**节选文本:**
下边代码是调用具体的 IFDS 框架求解污点分析问题的代码，其中 LLVMIFDSSolver 继承自 IFDSSolver ，最终的祖先类是 IDESolver ，最基本的函数基本上都封装在这里。

        IFDSTaintAnalysis TaintAnalysisProblem(ICFG, TSF, EntryPoints);
        LLVMIFDSSolver<const llvm::Value *, LLVMBasedICFG &> LLVMTaintSolver(
            TaintAnalysisProblem, false);
        // 实例化一个 solver 进行数据流分析
        cout << "IFDS Taint Analysis ..." << endl;
        LLVMTaintSolver.solve();

2. IDESolver(IFDS的基类)

solve 函数实现流程如下：

调用 submitInitalSeeds
- 根据 initseed 初始化
- 生成 edge function 构建 exploded supergraph
调用 computeValues
- 根据 edge function 计算并保存函数节点的数据流值并保存到 Table<N, D, V> valtab 中
调用 computeAndPrintStatistics
- 计算并通过之前保存的valtab打印运行中的一些信息
- 通过从 computedIntraPathEdges 和 computedInterPathEdges 结构中获取信息
- IntraPathEdges 和 InterPathEdges 由分析过程中调用 saveEdges 函数存储

  virtual void solve() {
      ……
    // computations starting here
    START_TIMER("DFA Phase I", PAMM_SEVERITY_LEVEL::Full);
    // We start our analysis and construct exploded supergraph
    LOG_IF_ENABLE(BOOST_LOG_SEV(lg, INFO)
                  << "Submit initial seeds, construct exploded super graph");
    /* 初始化，构建超级图 */
    submitInitalSeeds();
    STOP_TIMER("DFA Phase I", PAMM_SEVERITY_LEVEL::Full);
    if (computevalues) {
      START_TIMER("DFA Phase II", PAMM_SEVERITY_LEVEL::Full);
      // 计算最终的值
      // Computing the final values for the edge functions
      LOG_IF_ENABLE(
          BOOST_LOG_SEV(lg, INFO)
          << "Compute the final values according to the edge functions");
      computeValues();
      STOP_TIMER("DFA Phase II", PAMM_SEVERITY_LEVEL::Full);
    }
    LOG_IF_ENABLE(BOOST_LOG_SEV(lg, INFO) << "Problem solved");
    if constexpr (PAMM_CURR_SEV_LEVEL >= PAMM_SEVERITY_LEVEL::Core) {
      computeAndPrintStatistics();
    }
  }

subitInitalSeeds

submitInitalSeeds 的主要功能是初始化种子和初始化分析。

  void submitInitalSeeds() {
    auto &lg = lg::get();
    PAMM_GET_INSTANCE;
    for (const auto &seed : initialSeeds) {
      N startPoint = seed.first;
      LOG_IF_ENABLE(BOOST_LOG_SEV(lg, DEBUG)
                    << "Start point: "

**练习说明:**
请续写这段讲解 IDESolver 求解流程的节选文本，从它最后显示的内容之后接着往下写。 后面的材料与这段节选文本无关，是另外一份内容。

**数据部分:**

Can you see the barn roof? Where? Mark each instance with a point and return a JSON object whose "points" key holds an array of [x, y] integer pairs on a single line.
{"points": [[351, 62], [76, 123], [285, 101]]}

**回答:**
                    << ideTabulationProblem.NtoString(startPoint));
      for (const D &value : seed.second) {
        LOG_IF_ENABLE(BOOST_LOG_SEV(lg, DEBUG)
                      << "      Value: "
                      << ideTabulationProblem.DtoString(value));
        LOG_IF_ENABLE(BOOST_LOG_SEV(lg, DEBUG) << ' ');
        if (!ideTabulationProblem.isZeroValue(value)) {
          INC_COUNTER("Gen facts", 1, PAMM_SEVERITY_LEVEL::Core);
        }
        propagate(zeroValue, startPoint, value, EdgeIdentity<V>::getInstance(),
                  nullptr, false);
      }
      jumpFn->addFunction(zeroValue, startPoint, zeroValue,
                          EdgeIdentity<V>::getInstance()); // 添加边函数
// jumpFn 为指向 std::shared_ptr<JumpFunctions<N, D, M, V, I>> 的智能指针
// addFunction 函数的功能为记录数据流前向和后向的流向，存储为{key=llvm::value,value=edgefunction}的形式
    }
  }

initialSeeds 变量来源于 tabulationProblem.initialSeeds() 方法，根据要分析的特定问题的不同，其生成初始化种子的方法也不同。比如对于 IFDSTaintAnalysis 来说，EntryPoint 为 main 函数的时候，插入的初始值是命令行参数（标记为污染的）和零值，对于其他入口点，只插入零值。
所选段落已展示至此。